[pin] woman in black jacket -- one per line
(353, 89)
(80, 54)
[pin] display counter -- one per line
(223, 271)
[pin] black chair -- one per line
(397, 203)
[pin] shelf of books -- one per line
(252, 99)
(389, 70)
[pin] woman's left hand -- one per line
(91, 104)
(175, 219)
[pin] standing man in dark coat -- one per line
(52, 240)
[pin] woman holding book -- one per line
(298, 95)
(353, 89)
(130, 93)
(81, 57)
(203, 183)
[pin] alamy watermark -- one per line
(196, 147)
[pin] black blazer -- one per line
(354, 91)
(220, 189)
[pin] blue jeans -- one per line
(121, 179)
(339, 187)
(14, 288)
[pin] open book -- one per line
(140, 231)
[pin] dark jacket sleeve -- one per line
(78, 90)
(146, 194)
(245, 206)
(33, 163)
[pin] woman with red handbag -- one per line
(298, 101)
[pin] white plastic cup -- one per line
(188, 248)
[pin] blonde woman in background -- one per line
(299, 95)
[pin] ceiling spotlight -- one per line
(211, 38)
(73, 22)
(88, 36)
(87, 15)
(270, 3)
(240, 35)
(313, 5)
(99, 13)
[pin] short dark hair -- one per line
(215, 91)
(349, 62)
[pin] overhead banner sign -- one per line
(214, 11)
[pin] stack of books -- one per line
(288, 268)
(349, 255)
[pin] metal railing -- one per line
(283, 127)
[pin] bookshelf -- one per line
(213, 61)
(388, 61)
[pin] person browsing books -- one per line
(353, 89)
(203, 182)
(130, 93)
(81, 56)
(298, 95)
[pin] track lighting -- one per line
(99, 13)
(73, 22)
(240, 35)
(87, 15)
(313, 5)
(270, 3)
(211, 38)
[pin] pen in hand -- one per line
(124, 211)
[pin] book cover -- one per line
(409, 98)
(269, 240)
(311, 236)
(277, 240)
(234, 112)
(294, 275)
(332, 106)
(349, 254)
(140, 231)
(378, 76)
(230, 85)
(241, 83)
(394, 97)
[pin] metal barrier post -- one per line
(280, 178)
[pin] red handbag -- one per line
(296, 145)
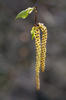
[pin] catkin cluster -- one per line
(40, 50)
(43, 45)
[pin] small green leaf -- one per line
(24, 14)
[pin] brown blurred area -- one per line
(17, 51)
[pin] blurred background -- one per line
(17, 51)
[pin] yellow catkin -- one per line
(38, 55)
(43, 45)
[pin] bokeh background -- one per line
(17, 51)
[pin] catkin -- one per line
(38, 55)
(43, 45)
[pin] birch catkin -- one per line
(43, 45)
(38, 54)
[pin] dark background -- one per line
(17, 51)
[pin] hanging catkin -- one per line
(36, 31)
(43, 45)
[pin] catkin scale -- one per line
(38, 56)
(43, 45)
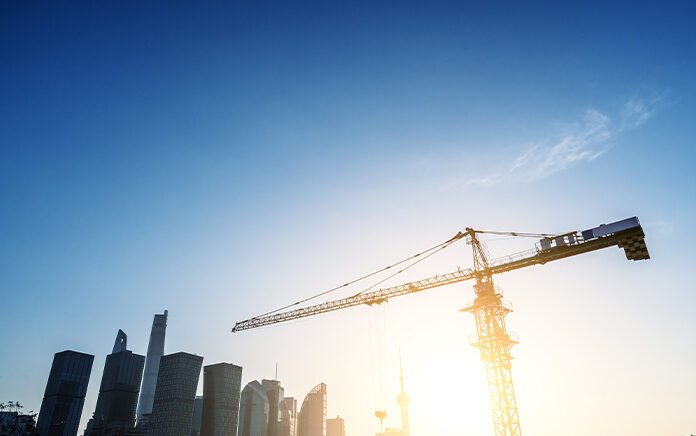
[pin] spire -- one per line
(121, 342)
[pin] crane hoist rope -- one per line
(489, 308)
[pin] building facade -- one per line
(65, 394)
(118, 392)
(175, 393)
(197, 416)
(288, 417)
(275, 393)
(253, 411)
(155, 350)
(221, 396)
(335, 427)
(312, 419)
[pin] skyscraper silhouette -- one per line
(221, 394)
(335, 427)
(288, 417)
(312, 419)
(253, 410)
(175, 394)
(155, 350)
(65, 394)
(275, 393)
(118, 392)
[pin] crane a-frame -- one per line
(489, 308)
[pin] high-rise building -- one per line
(155, 350)
(118, 392)
(65, 394)
(197, 416)
(221, 391)
(312, 419)
(253, 411)
(335, 427)
(288, 417)
(15, 423)
(275, 393)
(175, 394)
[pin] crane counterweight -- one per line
(489, 308)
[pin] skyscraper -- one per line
(288, 417)
(118, 393)
(335, 427)
(221, 391)
(275, 393)
(175, 394)
(197, 416)
(312, 419)
(65, 394)
(253, 411)
(155, 350)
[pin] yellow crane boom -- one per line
(489, 309)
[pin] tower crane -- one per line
(489, 309)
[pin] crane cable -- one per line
(520, 234)
(438, 247)
(446, 244)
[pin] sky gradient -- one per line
(222, 160)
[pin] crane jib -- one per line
(631, 240)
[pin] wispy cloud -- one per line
(582, 141)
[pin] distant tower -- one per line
(253, 410)
(65, 394)
(221, 391)
(288, 417)
(155, 350)
(118, 392)
(175, 395)
(312, 419)
(403, 401)
(275, 393)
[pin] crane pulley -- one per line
(489, 309)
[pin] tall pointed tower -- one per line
(155, 350)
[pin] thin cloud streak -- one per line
(583, 141)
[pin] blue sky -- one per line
(220, 160)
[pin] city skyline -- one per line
(224, 160)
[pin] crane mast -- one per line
(494, 342)
(489, 309)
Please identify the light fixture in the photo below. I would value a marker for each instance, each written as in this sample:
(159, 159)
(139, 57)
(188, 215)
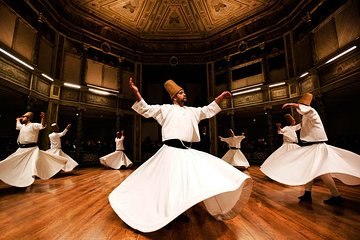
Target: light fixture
(341, 54)
(246, 91)
(276, 84)
(101, 92)
(72, 85)
(304, 74)
(16, 59)
(46, 76)
(102, 88)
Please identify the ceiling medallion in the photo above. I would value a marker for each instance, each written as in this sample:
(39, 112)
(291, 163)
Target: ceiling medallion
(173, 61)
(105, 47)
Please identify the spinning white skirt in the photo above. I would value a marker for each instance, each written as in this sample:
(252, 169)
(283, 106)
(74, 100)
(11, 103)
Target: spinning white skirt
(20, 168)
(300, 166)
(115, 160)
(236, 158)
(174, 180)
(270, 162)
(71, 163)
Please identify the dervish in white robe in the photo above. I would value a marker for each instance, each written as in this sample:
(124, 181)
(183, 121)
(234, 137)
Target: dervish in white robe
(175, 179)
(118, 158)
(302, 165)
(20, 168)
(290, 142)
(55, 148)
(234, 156)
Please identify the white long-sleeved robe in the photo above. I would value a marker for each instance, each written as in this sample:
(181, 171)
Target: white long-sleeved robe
(118, 158)
(55, 148)
(234, 156)
(300, 166)
(290, 141)
(175, 179)
(20, 168)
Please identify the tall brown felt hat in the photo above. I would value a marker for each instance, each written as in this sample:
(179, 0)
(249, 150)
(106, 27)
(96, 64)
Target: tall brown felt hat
(288, 118)
(29, 115)
(54, 127)
(306, 99)
(172, 88)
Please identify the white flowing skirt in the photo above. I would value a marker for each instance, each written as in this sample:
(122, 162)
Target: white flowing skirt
(271, 161)
(71, 163)
(236, 158)
(115, 160)
(300, 166)
(172, 181)
(20, 168)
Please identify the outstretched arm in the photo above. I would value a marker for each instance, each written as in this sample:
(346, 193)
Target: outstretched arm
(287, 105)
(222, 96)
(135, 89)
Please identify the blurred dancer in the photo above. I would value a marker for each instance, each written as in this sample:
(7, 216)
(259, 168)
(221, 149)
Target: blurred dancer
(55, 146)
(315, 159)
(118, 158)
(20, 168)
(290, 142)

--*--

▶ [What the task requires]:
All entries above must be duplicated exactly; please omit any picture they hold.

▶ [Answer to the exercise]:
[pin] woman in black jacket -- one per line
(353, 89)
(80, 54)
[pin] display counter -- one per line
(223, 271)
[pin] black chair -- one per line
(397, 203)
[pin] shelf of books -- one per line
(252, 99)
(389, 70)
[pin] woman's left hand -- one per line
(91, 104)
(175, 219)
[pin] standing man in dark coat -- one per line
(52, 240)
[pin] woman holding book -- one per line
(298, 95)
(353, 89)
(130, 93)
(81, 57)
(203, 183)
[pin] alamy watermark -- one per line
(196, 147)
[pin] black blazer -- one per line
(354, 91)
(220, 189)
[pin] blue jeans -- one per line
(121, 179)
(339, 187)
(14, 288)
[pin] open book -- one per line
(140, 231)
[pin] dark jacket sleeve -- one per line
(78, 90)
(146, 194)
(245, 206)
(33, 163)
[pin] woman with red handbag -- one per line
(298, 101)
[pin] white plastic cup -- one per line
(188, 248)
[pin] blonde woman in background -- one per line
(299, 95)
[pin] ceiling spotlight -- one per line
(211, 38)
(73, 22)
(88, 36)
(87, 15)
(270, 3)
(240, 35)
(313, 5)
(99, 13)
[pin] short dark hair -- one per line
(215, 91)
(349, 62)
[pin] overhead banner sign -- one per line
(214, 11)
[pin] stack of books -- one per line
(288, 268)
(349, 255)
[pin] metal railing -- one per line
(283, 127)
[pin] bookshelf -- one per line
(213, 61)
(388, 61)
[pin] person browsing books -- one per line
(353, 89)
(203, 182)
(130, 93)
(81, 56)
(298, 95)
[pin] track lighting -- one per line
(99, 13)
(73, 22)
(240, 35)
(87, 15)
(313, 5)
(270, 3)
(211, 38)
[pin] pen in hand -- one per line
(124, 211)
[pin] book cover -- one per line
(409, 98)
(269, 240)
(311, 236)
(277, 240)
(234, 112)
(294, 275)
(332, 106)
(349, 254)
(140, 231)
(378, 76)
(230, 85)
(241, 83)
(394, 97)
[pin] metal barrier post -- one per line
(280, 178)
[pin] red handbag -- one per line
(296, 145)
[pin] catkin cluster -- one per line
(40, 50)
(43, 45)
[pin] small green leaf -- one per line
(24, 14)
[pin] brown blurred area -- one per line
(17, 51)
[pin] blurred background -- one per line
(17, 51)
[pin] yellow catkin -- one per line
(38, 55)
(43, 45)
[pin] bokeh background -- one per line
(17, 51)
[pin] catkin -- one per line
(38, 55)
(43, 45)
[pin] birch catkin -- one per line
(43, 45)
(38, 54)
[pin] dark background -- one per line
(17, 51)
[pin] hanging catkin -- one per line
(36, 31)
(43, 45)
[pin] catkin scale -- one per line
(38, 56)
(43, 45)
[pin] spire -- one per line
(121, 342)
[pin] crane hoist rope -- one per line
(489, 308)
[pin] building facade -- one per line
(65, 394)
(118, 392)
(175, 393)
(197, 416)
(288, 417)
(275, 393)
(253, 411)
(155, 350)
(221, 396)
(335, 427)
(312, 419)
[pin] skyscraper silhouette -- one per line
(221, 394)
(335, 427)
(288, 417)
(312, 419)
(253, 410)
(175, 394)
(155, 350)
(65, 394)
(275, 393)
(118, 392)
[pin] crane a-frame -- one per line
(489, 308)
[pin] high-rise building -- one per line
(155, 350)
(118, 392)
(65, 394)
(197, 416)
(221, 391)
(312, 419)
(253, 411)
(335, 427)
(288, 417)
(15, 423)
(275, 393)
(175, 394)
[pin] crane counterweight -- one per line
(489, 308)
[pin] skyscraper -- one per line
(288, 417)
(118, 393)
(335, 427)
(221, 391)
(275, 393)
(175, 394)
(197, 416)
(312, 419)
(65, 394)
(253, 411)
(155, 350)
[pin] yellow crane boom -- one per line
(489, 309)
[pin] tower crane -- one per line
(489, 309)
[pin] crane cable -- one per line
(520, 234)
(438, 247)
(446, 244)
[pin] sky gradient -- one per line
(222, 160)
[pin] crane jib -- one per line
(631, 240)
[pin] wispy cloud -- one per line
(582, 141)
[pin] distant tower -- one per line
(253, 410)
(65, 394)
(221, 391)
(288, 417)
(155, 350)
(118, 392)
(175, 395)
(312, 419)
(403, 401)
(275, 393)
[pin] crane pulley -- one per line
(489, 309)
[pin] tall pointed tower -- one per line
(155, 350)
[pin] thin cloud streak -- one per line
(583, 141)
[pin] blue sky -- one per line
(220, 160)
[pin] city skyline -- one per line
(224, 160)
[pin] crane mast -- one per line
(494, 342)
(489, 309)
Please identify the light fixture in the photo below. I would value a marker for each instance, each written as in this sample:
(159, 159)
(139, 57)
(188, 215)
Target: light fixture
(341, 54)
(246, 91)
(276, 84)
(101, 92)
(72, 85)
(304, 74)
(16, 59)
(46, 76)
(102, 88)
Please identify the ceiling medallion in the photo above. I would value a marker for each instance, each written as in this sample:
(39, 112)
(291, 163)
Target: ceiling medallion
(173, 61)
(105, 47)
Please identify the spinning white skirt in the photo above. I would value a marker for each instance, each written as in this sample:
(252, 169)
(283, 106)
(74, 100)
(11, 103)
Target: spinning white skirt
(20, 168)
(300, 166)
(115, 160)
(236, 158)
(174, 180)
(270, 162)
(71, 163)
Please identify the dervish in white robe in the photo above. I would value a marker for each instance, each written as in this sample:
(124, 181)
(183, 121)
(234, 137)
Target: dervish in white robe
(175, 179)
(118, 158)
(302, 165)
(20, 168)
(290, 142)
(55, 148)
(234, 156)
Please identify the white long-sleeved robe in the photo above. I would value a marker for each instance, each written as in this sample:
(181, 171)
Target: white long-sleeved robe
(118, 158)
(55, 148)
(234, 156)
(300, 166)
(290, 141)
(175, 179)
(20, 168)
Please identify the tall brown felt hat in the photo above. I would value a marker for each instance, each written as in this sample:
(179, 0)
(249, 150)
(106, 27)
(96, 64)
Target: tall brown felt hat
(288, 118)
(29, 115)
(54, 127)
(306, 99)
(172, 88)
Please identify the white flowing skirt in the photo above. I would value a marker for each instance, each written as in this sample:
(122, 162)
Target: white flowing skirt
(271, 161)
(71, 163)
(236, 158)
(115, 160)
(300, 166)
(172, 181)
(20, 168)
Please identify the outstretched arm in the photo above. I would value a marker for each instance, each written as in this sample:
(346, 193)
Target: outstretched arm
(287, 105)
(222, 96)
(135, 89)
Please identify the blurred dancer in the photo above. I would value a marker for each instance, each written as in this sample:
(7, 216)
(259, 168)
(221, 149)
Target: blurred dancer
(55, 146)
(315, 159)
(118, 158)
(20, 168)
(290, 142)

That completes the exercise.